- PROBLEM STATEMENT -
Give every line of the records below as a JSON list of strings, one string per line, with blank lines left out.

- DATA LINES -

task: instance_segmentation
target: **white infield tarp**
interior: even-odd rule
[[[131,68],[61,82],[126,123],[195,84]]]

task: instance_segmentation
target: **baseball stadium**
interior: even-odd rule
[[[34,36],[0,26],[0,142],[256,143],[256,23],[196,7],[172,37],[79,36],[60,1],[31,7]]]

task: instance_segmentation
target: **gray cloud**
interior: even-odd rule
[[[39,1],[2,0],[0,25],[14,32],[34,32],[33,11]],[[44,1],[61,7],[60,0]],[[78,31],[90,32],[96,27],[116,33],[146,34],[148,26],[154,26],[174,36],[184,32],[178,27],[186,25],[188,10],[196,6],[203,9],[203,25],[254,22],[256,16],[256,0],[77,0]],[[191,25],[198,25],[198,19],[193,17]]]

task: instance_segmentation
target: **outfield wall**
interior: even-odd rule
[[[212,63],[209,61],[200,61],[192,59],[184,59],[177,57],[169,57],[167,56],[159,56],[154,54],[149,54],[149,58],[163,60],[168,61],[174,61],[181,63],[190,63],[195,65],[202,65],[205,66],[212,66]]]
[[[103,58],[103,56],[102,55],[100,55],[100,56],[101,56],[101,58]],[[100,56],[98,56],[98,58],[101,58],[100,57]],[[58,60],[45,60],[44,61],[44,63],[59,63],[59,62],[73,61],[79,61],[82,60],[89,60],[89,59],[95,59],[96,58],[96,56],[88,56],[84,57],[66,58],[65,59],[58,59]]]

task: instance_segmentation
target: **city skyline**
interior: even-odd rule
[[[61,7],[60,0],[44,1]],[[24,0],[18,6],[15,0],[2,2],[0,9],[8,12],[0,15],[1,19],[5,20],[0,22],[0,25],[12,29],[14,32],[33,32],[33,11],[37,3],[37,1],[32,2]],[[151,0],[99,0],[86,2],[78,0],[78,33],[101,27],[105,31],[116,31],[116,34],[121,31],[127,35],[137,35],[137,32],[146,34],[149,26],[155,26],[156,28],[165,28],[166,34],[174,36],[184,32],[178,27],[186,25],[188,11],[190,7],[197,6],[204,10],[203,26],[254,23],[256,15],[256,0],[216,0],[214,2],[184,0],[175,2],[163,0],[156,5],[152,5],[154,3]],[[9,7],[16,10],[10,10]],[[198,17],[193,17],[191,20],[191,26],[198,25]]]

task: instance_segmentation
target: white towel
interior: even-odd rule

- OUTPUT FOR THIS TASK -
[
  "task: instance_segmentation",
  "target: **white infield tarp**",
  "interior: even-odd rule",
  "[[[131,68],[61,82],[126,123],[195,84]]]",
  "task: instance_segmentation",
  "target: **baseball stadium**",
  "interior: even-odd rule",
  "[[[34,36],[0,26],[0,142],[256,143],[256,23],[196,7],[172,37],[79,36],[60,1],[31,7]]]",
  "task: instance_segmentation",
  "target: **gray cloud**",
  "interior: even-odd rule",
  "[[[39,1],[2,0],[0,25],[14,32],[34,32],[33,11]],[[44,1],[61,7],[60,0]],[[78,31],[90,32],[96,27],[116,33],[146,34],[148,26],[154,26],[174,36],[184,32],[178,27],[186,25],[188,10],[196,6],[203,9],[203,25],[254,22],[256,16],[256,0],[77,0]],[[191,25],[198,25],[198,19],[193,17]]]",
  "task: instance_segmentation",
  "target: **outfield wall**",
  "interior: even-odd rule",
  "[[[212,63],[209,61],[200,61],[192,59],[184,59],[177,57],[169,57],[167,56],[159,56],[154,54],[149,54],[149,58],[163,60],[168,61],[174,61],[181,63],[190,63],[195,65],[202,65],[205,66],[212,66]]]",
  "[[[103,58],[103,56],[102,55],[100,55],[100,56],[101,56],[101,58]],[[100,56],[98,56],[98,58],[101,58],[100,57]],[[58,60],[45,60],[44,61],[44,63],[59,63],[59,62],[73,61],[79,61],[82,60],[89,60],[89,59],[95,59],[96,58],[96,56],[88,56],[84,57],[66,58],[65,59],[58,59]]]",
  "task: instance_segmentation",
  "target: **city skyline**",
  "interior: even-odd rule",
  "[[[61,7],[60,0],[44,1]],[[24,0],[18,6],[15,0],[2,2],[0,9],[8,12],[0,15],[1,19],[5,20],[0,22],[0,25],[12,29],[14,32],[33,32],[33,11],[37,3],[37,1],[32,2]],[[151,0],[99,0],[86,2],[78,0],[78,33],[101,27],[105,31],[116,31],[116,34],[121,31],[127,35],[137,35],[137,32],[146,34],[149,26],[155,26],[156,28],[165,28],[166,34],[174,36],[184,32],[178,27],[186,25],[188,11],[190,7],[197,6],[204,10],[203,26],[254,23],[256,15],[256,0],[216,0],[214,2],[184,0],[175,2],[163,0],[156,5],[152,5],[154,3]],[[9,7],[16,10],[10,10]],[[198,17],[193,17],[191,20],[191,26],[198,25]]]",
  "task: instance_segmentation",
  "target: white towel",
  "interior: even-odd rule"
]